• [What the exercise asks]:
Reproduce each line of the material below verbatim, preserving every character, point tag, and line break.

• [Data]:
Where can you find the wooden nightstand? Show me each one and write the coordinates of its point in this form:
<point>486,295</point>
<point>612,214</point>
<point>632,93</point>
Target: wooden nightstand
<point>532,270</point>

• [Response]:
Where can you find the wooden nightstand? Show me each one and write the coordinates of its point in this form:
<point>486,295</point>
<point>612,214</point>
<point>632,93</point>
Target: wooden nightstand
<point>532,270</point>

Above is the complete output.